• _Extracted information_:
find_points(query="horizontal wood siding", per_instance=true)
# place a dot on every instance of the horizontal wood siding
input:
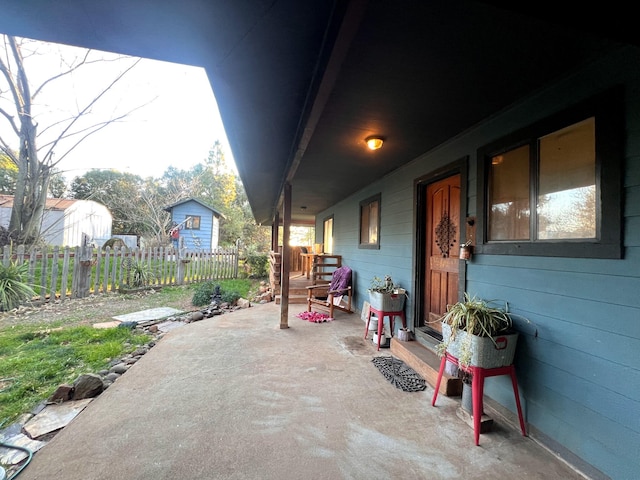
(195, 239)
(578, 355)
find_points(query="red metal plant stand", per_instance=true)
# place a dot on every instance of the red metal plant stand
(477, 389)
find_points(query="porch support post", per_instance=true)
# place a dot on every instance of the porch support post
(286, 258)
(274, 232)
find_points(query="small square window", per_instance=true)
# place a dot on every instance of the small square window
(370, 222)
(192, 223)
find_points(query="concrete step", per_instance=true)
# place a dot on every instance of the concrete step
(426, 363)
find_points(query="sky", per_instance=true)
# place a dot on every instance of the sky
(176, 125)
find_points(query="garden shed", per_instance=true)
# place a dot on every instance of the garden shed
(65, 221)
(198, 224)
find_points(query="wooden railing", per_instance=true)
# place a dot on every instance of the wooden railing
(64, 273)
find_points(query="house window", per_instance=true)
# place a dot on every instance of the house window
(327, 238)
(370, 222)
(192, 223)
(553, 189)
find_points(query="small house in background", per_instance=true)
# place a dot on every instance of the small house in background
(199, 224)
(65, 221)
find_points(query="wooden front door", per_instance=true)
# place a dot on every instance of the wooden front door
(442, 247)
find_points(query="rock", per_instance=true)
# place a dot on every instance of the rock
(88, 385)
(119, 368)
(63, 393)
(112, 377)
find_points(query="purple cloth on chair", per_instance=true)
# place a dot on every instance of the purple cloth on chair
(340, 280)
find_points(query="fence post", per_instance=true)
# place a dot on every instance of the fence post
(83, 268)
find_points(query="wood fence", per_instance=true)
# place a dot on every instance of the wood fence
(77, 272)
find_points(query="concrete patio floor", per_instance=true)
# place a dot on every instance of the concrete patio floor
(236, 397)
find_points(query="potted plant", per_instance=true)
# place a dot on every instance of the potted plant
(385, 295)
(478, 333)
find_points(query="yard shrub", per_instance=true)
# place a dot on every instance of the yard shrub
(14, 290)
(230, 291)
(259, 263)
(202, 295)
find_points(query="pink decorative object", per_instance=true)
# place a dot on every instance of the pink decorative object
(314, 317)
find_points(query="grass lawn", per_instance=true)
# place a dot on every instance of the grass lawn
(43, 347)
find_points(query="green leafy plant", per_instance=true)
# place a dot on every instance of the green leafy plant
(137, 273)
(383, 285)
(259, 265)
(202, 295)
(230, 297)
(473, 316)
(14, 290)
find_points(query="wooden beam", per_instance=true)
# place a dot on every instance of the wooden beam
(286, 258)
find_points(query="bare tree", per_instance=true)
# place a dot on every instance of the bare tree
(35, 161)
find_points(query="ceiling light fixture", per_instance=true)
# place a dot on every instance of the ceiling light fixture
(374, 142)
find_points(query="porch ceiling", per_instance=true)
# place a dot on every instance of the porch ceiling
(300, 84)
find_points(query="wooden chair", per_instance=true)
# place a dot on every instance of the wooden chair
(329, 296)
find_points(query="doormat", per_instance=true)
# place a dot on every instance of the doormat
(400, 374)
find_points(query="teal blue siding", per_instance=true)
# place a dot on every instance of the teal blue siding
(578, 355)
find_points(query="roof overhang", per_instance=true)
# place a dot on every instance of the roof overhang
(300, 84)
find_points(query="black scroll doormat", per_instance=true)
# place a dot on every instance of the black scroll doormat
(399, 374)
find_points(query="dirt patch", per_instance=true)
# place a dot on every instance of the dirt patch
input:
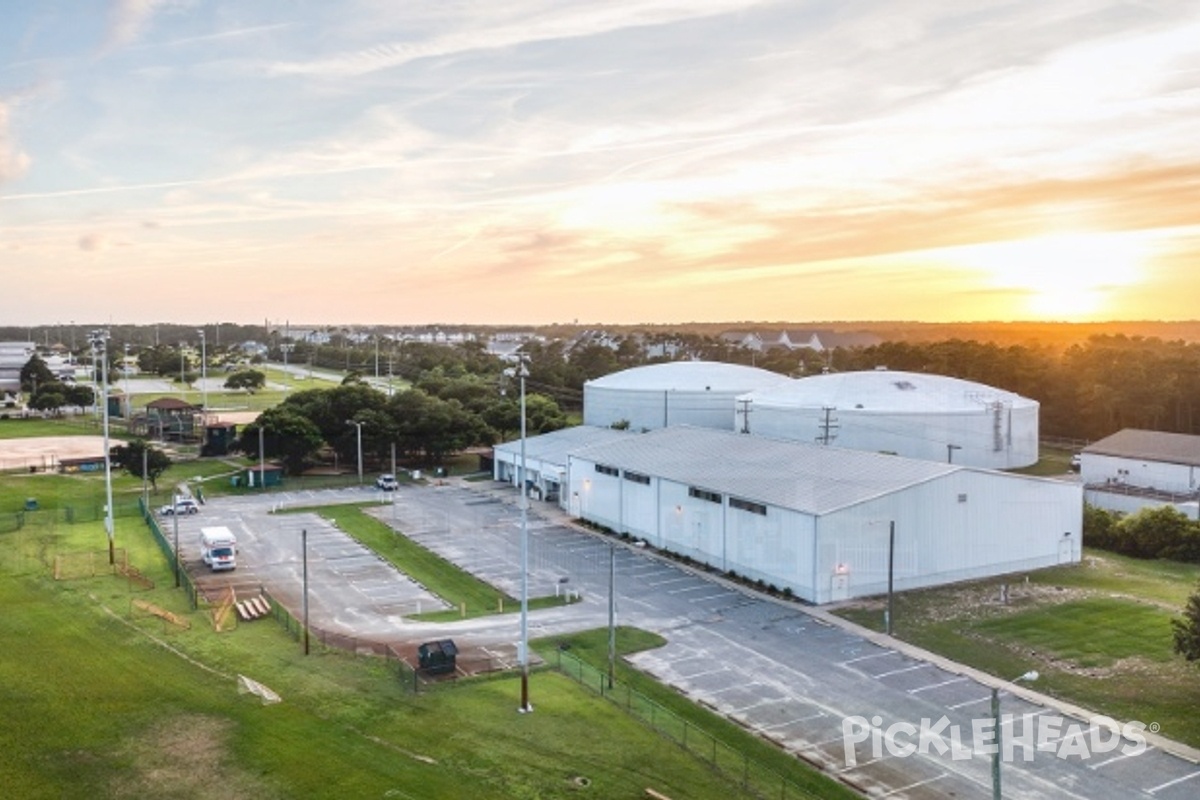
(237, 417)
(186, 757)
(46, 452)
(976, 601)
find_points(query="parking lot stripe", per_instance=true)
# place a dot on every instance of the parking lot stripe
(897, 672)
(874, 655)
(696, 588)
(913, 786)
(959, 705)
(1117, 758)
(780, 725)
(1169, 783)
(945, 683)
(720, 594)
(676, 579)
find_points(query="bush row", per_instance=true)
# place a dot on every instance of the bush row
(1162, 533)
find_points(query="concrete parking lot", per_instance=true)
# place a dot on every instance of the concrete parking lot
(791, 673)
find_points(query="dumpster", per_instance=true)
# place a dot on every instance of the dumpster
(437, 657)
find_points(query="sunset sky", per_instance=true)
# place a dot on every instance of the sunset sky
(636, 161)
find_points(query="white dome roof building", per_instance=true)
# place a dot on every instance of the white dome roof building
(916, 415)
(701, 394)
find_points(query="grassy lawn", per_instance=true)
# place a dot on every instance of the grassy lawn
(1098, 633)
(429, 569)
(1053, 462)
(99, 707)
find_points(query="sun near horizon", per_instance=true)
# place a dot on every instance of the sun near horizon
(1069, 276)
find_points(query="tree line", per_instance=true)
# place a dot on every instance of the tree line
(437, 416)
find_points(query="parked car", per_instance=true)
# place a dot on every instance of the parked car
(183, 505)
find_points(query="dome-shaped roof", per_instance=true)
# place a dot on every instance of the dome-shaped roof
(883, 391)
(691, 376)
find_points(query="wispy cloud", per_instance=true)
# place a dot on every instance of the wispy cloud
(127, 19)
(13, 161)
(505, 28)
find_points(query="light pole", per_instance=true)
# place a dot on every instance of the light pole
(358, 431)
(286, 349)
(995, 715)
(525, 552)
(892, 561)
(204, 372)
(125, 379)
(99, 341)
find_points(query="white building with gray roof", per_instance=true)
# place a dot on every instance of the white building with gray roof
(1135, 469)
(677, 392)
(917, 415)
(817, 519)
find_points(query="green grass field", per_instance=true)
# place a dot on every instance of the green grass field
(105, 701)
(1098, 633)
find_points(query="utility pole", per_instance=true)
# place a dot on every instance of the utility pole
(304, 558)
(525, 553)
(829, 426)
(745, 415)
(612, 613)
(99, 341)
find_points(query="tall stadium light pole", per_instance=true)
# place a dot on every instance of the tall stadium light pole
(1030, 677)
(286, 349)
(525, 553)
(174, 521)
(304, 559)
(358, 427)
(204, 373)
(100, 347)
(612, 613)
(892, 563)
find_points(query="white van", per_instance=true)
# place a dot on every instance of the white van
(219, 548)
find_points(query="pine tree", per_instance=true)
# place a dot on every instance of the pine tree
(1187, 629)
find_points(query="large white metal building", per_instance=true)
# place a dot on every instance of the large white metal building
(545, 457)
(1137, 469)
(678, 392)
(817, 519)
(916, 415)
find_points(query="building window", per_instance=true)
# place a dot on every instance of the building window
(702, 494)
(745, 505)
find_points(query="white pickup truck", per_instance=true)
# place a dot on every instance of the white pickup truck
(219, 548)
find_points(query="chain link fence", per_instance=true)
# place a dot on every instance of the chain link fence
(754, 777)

• _Job_:
In the copy, include all records verbatim but no images.

• _Output for this task_:
find_points(query="horizontal wood siding", per_instance=true)
# place a dot on every instance of the horizontal wood siding
input:
(195, 239)
(578, 355)
find_points(query="red metal plant stand", per_instance=true)
# place a dot on every instance of the red metal plant stand
(477, 389)
find_points(query="porch support post", per_instance=true)
# place a dot on every instance of the porch support post
(286, 258)
(274, 232)
find_points(query="small square window", per_instance=true)
# place a dot on every instance of the small square window
(370, 222)
(192, 223)
find_points(query="concrete step", per_instance=true)
# place a dot on every instance of the concrete step
(426, 363)
find_points(query="sky", per_instance=true)
# place a dot on every instance of the sky
(176, 125)
find_points(query="garden shed", per_instance=true)
# place a dot on every instance of the garden shed
(65, 221)
(198, 224)
find_points(query="wooden railing", per_instance=true)
# place a dot on every instance of the wooden railing
(64, 273)
find_points(query="house window", per_instance=true)
# place a dot on every instance of the house window
(327, 238)
(370, 222)
(192, 223)
(553, 189)
find_points(query="small house in background", per_instance=true)
# place a dot on every instance of the small house in background
(199, 224)
(65, 221)
find_points(query="wooden front door", per_instance=true)
# place a dot on every instance of the wooden front door
(442, 247)
find_points(query="rock", per_instance=true)
# place a dot on every instance of the rock
(88, 385)
(119, 368)
(63, 393)
(112, 377)
find_points(query="purple cloth on chair", per_instance=true)
# place a dot on every instance of the purple cloth on chair
(340, 280)
find_points(query="fence post", per_instance=true)
# place a dot on every instance of the fence post
(83, 268)
find_points(query="wood fence", per_instance=true)
# place a dot on every instance of the wood fence
(77, 272)
find_points(query="concrete patio floor", per_instance=true)
# place a dot on every instance of the concrete patio floor
(236, 397)
find_points(query="potted plant", per_instance=true)
# place a dot on every instance of the potted plant
(385, 295)
(478, 333)
find_points(query="yard shrub", per_instance=true)
# place a dot on every instance of the yard shrub
(14, 290)
(230, 291)
(259, 263)
(202, 295)
find_points(query="pink decorative object", per_instance=true)
# place a dot on every instance of the pink decorative object
(314, 317)
find_points(query="grass lawn", per_instance=true)
# place a dot on every instance of the grass lawn
(43, 347)
find_points(query="green leafy plant", per_instance=true)
# place a dot on every instance of the green leafy plant
(137, 273)
(383, 285)
(259, 265)
(202, 295)
(230, 297)
(473, 316)
(14, 290)
find_points(query="wooden beam", per_instance=true)
# place a dot on every instance of the wooden beam
(286, 258)
find_points(query="bare tree", per_instance=true)
# place a dot on every instance of the bare tree
(35, 161)
find_points(query="ceiling light fixture", per_instance=true)
# place a dot on every instance of the ceiling light fixture
(374, 142)
find_points(query="porch ceiling", per_instance=true)
# place a dot on every instance of the porch ceiling
(300, 84)
find_points(query="wooden chair", per_instance=true)
# place a dot on every instance of the wooden chair
(329, 296)
find_points(query="doormat", per_instance=true)
# place a dot on every instance of the doormat
(400, 374)
find_points(query="teal blue siding", per_instance=true)
# place a dot on every instance of the teal blue siding
(578, 355)
find_points(query="roof overhang", per_instance=true)
# place a dot on every instance of the roof overhang
(300, 84)
find_points(query="black scroll doormat", per_instance=true)
# place a dot on every instance of the black scroll doormat
(399, 374)
find_points(query="dirt patch", per_instance=true)
# place a dot on every instance of the dirt patch
input:
(237, 417)
(186, 757)
(46, 452)
(976, 601)
find_points(query="parking lot stripe", per_instance=true)
# place a dot on every instance of the parking lot stripe
(897, 672)
(874, 655)
(696, 588)
(913, 786)
(959, 705)
(1117, 758)
(780, 725)
(1169, 783)
(945, 683)
(720, 594)
(676, 579)
find_points(query="bush row", per_instance=true)
# place a dot on every instance of the bush row
(1162, 533)
find_points(query="concrete parking lot", per_instance=true)
# place a dot on every instance of the concrete parking lot
(791, 673)
find_points(query="dumpster", per_instance=true)
# place a dot on every instance of the dumpster
(437, 657)
find_points(query="sunset sky", per_instance=true)
# place a dot on every instance of the sunset sky
(636, 161)
find_points(query="white dome roof building", per_instance=true)
# place a dot on every instance of the white dome roof building
(916, 415)
(701, 394)
find_points(query="grassy lawn", per_instance=true)
# place a dot on every instance of the grassy lawn
(1098, 633)
(429, 569)
(1053, 462)
(99, 707)
find_points(query="sun near horizon", per_instance=true)
# place a dot on every instance of the sun near horizon
(1069, 276)
find_points(query="tree line", per_instance=true)
# place a dot on every instance of the tree line
(437, 416)
find_points(query="parked car", per_instance=true)
# place a dot on every instance of the parked car
(183, 505)
find_points(query="dome-shaped roof", per_instance=true)
# place a dot on every instance of the dome-shaped roof
(883, 391)
(691, 376)
find_points(query="wispy cloud", per_instance=true)
# place a dot on every instance of the wispy cloud
(127, 19)
(13, 161)
(505, 28)
find_points(query="light pole", per_instance=true)
# place a dot on every instance of the light pole
(358, 431)
(286, 349)
(995, 715)
(525, 552)
(892, 561)
(204, 372)
(125, 379)
(99, 341)
find_points(query="white building with gray roof", per_instance=true)
# place a dot on every instance of the white building with gray roof
(1135, 469)
(677, 392)
(917, 415)
(817, 519)
find_points(query="green grass field", per_instance=true)
# place a dot on every instance of the green grass field
(105, 701)
(1098, 633)
find_points(query="utility pole", per_instance=true)
# place a dot on every instance of the utility pole
(304, 558)
(525, 553)
(829, 426)
(745, 415)
(612, 613)
(99, 341)
find_points(query="tall stadium light pole", per_instance=true)
# place a dot on every instance of the tall stadium light pole
(1030, 677)
(286, 349)
(525, 553)
(174, 521)
(304, 559)
(358, 427)
(204, 373)
(100, 347)
(612, 613)
(892, 563)
find_points(query="white van", per_instance=true)
# place a dot on every instance of the white van
(219, 548)
find_points(query="pine tree", per_instance=true)
# place a dot on every instance of the pine tree
(1187, 629)
find_points(query="large white metal building", per_instance=true)
# place a dot on every instance of the large white metal building
(545, 457)
(1137, 469)
(678, 392)
(817, 519)
(916, 415)
find_points(query="building window", per_instance=true)
# place a dot on every instance of the building window
(702, 494)
(745, 505)
find_points(query="white pickup truck", per_instance=true)
# place a dot on every instance of the white pickup truck
(219, 548)
find_points(query="chain link fence", per_instance=true)
# place a dot on every instance of the chain link fence
(754, 777)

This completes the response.